WHAT YOU SHOULD DO - Look through the records below, and copy out every line that holds the string "white".

┄┄┄┄┄┄┄┄┄┄

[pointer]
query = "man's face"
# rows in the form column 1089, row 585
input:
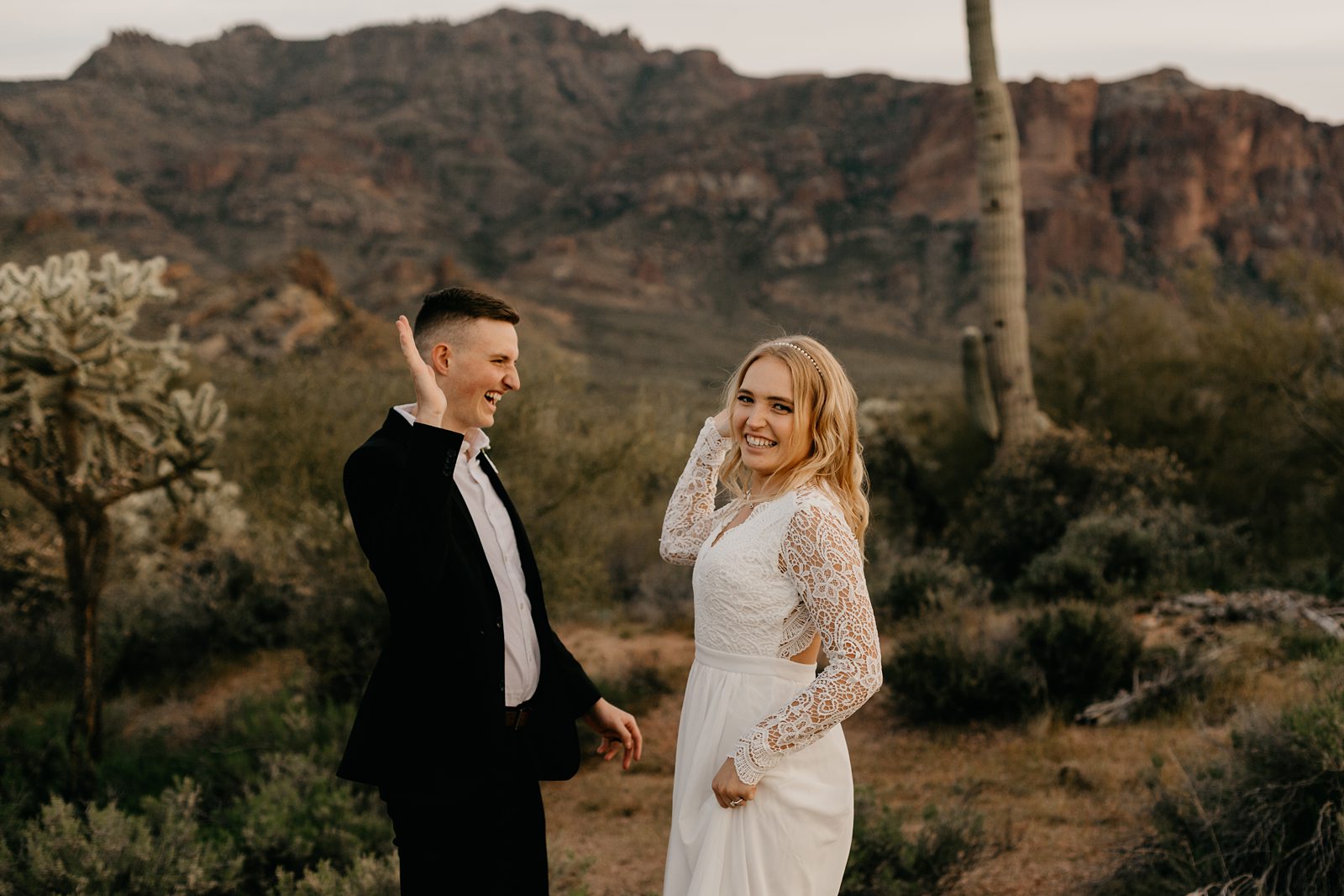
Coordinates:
column 481, row 369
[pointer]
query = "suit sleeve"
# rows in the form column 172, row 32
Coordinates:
column 400, row 506
column 580, row 694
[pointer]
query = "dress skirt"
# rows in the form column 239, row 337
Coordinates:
column 793, row 839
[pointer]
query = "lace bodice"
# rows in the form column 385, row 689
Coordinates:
column 792, row 570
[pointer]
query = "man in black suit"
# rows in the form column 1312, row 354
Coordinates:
column 474, row 698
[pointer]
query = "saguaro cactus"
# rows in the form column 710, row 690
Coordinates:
column 1001, row 268
column 87, row 418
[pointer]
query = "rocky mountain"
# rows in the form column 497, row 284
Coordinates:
column 581, row 170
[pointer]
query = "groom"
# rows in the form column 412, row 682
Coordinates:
column 474, row 698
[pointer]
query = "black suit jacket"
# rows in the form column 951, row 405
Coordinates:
column 432, row 715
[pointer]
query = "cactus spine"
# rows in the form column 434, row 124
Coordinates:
column 87, row 418
column 1001, row 270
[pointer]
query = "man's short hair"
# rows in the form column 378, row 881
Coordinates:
column 444, row 312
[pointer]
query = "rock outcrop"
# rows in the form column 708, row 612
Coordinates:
column 672, row 181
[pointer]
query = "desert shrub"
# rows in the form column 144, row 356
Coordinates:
column 1247, row 392
column 1023, row 506
column 1267, row 815
column 297, row 815
column 33, row 762
column 638, row 689
column 1109, row 555
column 367, row 876
column 889, row 859
column 192, row 609
column 929, row 579
column 34, row 616
column 1299, row 642
column 951, row 673
column 1085, row 653
column 591, row 481
column 108, row 851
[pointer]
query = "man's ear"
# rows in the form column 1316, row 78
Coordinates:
column 441, row 358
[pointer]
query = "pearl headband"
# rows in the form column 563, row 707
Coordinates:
column 804, row 354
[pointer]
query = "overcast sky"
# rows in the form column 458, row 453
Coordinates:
column 1290, row 50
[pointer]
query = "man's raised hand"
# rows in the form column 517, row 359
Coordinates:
column 430, row 402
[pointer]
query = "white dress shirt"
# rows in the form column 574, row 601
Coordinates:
column 522, row 652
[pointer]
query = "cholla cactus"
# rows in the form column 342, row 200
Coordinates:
column 87, row 418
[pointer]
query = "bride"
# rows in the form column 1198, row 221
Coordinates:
column 763, row 799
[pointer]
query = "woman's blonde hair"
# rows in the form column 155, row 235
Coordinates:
column 827, row 412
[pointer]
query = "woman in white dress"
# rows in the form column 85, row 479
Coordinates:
column 763, row 799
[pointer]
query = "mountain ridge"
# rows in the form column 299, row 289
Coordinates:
column 581, row 170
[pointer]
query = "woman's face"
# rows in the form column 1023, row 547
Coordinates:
column 764, row 419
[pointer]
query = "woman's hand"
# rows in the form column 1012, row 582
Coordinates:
column 723, row 422
column 430, row 403
column 727, row 788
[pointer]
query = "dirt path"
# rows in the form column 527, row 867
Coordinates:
column 1059, row 801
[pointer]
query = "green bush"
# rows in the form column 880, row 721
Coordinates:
column 887, row 859
column 1110, row 555
column 1247, row 392
column 1085, row 653
column 947, row 674
column 1268, row 815
column 1025, row 504
column 300, row 815
column 931, row 579
column 107, row 851
column 367, row 876
column 195, row 607
column 34, row 616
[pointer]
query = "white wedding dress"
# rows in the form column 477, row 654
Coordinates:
column 764, row 589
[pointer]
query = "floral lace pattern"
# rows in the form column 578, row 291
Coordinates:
column 792, row 570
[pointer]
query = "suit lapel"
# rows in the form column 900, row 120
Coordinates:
column 524, row 548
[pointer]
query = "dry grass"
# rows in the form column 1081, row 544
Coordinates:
column 207, row 701
column 1063, row 799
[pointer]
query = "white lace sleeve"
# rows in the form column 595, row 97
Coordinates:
column 690, row 515
column 823, row 559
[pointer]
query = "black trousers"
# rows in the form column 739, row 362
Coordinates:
column 494, row 828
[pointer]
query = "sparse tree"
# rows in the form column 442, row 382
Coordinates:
column 1000, row 394
column 89, row 417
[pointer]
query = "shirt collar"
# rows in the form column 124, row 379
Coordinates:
column 474, row 441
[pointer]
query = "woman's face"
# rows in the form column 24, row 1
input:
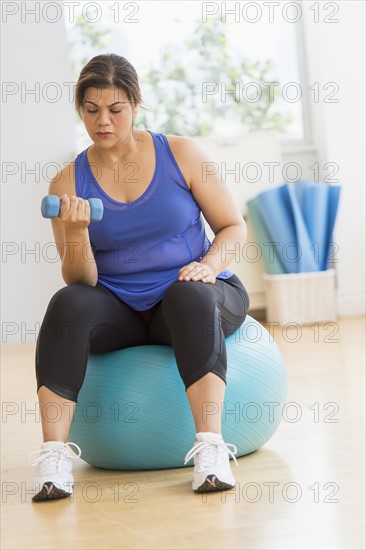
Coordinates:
column 108, row 116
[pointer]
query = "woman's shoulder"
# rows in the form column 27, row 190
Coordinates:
column 64, row 181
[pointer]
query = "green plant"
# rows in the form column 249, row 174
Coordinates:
column 175, row 87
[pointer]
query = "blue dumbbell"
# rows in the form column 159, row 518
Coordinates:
column 51, row 205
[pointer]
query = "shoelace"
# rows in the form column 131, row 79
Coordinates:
column 210, row 451
column 50, row 457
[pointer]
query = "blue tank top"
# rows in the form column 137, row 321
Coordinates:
column 139, row 247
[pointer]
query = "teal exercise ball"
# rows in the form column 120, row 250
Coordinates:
column 133, row 412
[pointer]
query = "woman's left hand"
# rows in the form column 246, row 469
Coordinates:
column 197, row 272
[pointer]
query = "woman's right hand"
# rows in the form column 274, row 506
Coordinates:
column 74, row 212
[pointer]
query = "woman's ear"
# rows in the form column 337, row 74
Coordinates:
column 135, row 110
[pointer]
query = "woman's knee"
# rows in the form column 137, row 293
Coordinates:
column 187, row 296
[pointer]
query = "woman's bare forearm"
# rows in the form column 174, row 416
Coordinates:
column 78, row 262
column 226, row 247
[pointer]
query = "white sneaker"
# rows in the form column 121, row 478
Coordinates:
column 54, row 477
column 212, row 470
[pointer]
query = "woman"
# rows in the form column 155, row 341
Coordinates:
column 145, row 274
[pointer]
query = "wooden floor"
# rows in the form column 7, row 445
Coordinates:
column 303, row 490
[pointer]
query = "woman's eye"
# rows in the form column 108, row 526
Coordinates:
column 114, row 112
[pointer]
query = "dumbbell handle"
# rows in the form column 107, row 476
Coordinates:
column 51, row 205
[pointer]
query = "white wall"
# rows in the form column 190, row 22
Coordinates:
column 335, row 53
column 43, row 132
column 34, row 130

┄┄┄┄┄┄┄┄┄┄

REPLY -
query = "white dress shirt"
query = "woman in white dress"
query = "white wedding dress"
query = "white lace sleeve"
query = "white sneaker"
query = "white wall"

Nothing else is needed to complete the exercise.